Material supplied —

►

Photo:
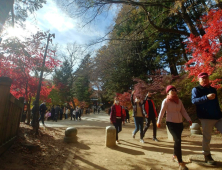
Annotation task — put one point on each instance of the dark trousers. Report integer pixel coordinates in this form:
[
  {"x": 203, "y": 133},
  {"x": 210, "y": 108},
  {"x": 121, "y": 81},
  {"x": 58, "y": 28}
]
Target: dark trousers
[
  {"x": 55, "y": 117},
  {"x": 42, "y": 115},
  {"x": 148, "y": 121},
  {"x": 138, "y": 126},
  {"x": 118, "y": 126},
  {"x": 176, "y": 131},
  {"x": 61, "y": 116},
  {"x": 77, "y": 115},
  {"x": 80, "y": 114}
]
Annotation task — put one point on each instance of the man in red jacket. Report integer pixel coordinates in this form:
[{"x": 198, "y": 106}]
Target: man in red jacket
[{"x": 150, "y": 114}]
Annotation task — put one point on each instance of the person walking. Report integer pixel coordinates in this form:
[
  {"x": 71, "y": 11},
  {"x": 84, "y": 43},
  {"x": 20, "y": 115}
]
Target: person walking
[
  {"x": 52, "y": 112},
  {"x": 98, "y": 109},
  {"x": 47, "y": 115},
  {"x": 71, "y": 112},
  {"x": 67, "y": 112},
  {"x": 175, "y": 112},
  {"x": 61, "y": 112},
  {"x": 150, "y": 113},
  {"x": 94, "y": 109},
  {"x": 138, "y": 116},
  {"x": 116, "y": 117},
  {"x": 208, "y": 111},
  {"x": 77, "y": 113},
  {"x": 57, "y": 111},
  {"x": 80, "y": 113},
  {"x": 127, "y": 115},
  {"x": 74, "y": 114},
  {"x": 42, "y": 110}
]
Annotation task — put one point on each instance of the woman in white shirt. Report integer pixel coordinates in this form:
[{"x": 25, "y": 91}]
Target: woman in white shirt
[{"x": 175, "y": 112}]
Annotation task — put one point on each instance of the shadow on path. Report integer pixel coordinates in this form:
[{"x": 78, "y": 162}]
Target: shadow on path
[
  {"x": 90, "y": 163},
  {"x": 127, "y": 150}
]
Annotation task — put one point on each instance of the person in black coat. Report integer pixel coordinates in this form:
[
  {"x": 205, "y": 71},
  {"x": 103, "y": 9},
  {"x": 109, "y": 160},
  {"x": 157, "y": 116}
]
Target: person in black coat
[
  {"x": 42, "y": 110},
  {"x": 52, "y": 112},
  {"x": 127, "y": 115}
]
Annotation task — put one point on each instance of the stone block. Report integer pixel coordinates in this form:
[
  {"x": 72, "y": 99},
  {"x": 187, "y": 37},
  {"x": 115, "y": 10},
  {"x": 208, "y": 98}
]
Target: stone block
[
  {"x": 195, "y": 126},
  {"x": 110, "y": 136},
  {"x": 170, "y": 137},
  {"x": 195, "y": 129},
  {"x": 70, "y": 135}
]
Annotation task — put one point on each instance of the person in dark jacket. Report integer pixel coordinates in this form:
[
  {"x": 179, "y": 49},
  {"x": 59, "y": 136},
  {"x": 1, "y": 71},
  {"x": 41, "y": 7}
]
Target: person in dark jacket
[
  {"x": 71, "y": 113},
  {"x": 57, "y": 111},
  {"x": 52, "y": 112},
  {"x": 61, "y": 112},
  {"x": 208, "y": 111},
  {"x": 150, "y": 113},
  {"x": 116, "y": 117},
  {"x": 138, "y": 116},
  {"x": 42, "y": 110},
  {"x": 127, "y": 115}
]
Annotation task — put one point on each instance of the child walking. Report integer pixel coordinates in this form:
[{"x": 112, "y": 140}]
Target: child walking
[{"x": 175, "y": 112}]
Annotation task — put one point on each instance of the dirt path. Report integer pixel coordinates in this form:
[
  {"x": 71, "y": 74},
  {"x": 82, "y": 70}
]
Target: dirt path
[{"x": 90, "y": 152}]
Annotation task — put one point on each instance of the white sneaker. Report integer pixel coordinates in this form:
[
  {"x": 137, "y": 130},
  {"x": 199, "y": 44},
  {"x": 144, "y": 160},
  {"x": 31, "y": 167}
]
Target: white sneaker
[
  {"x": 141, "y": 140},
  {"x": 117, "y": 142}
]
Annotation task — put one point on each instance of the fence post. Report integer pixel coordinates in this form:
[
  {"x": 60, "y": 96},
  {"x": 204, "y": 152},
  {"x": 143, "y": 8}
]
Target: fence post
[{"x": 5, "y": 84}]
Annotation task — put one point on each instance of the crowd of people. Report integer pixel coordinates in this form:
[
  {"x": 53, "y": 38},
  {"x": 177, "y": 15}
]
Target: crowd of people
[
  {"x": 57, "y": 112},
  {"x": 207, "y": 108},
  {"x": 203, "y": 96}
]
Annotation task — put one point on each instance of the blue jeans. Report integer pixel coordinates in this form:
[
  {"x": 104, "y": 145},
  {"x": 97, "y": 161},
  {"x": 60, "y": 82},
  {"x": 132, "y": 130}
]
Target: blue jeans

◄

Problem statement —
Write the number of data lines with "blue", nothing else.

The completed task —
2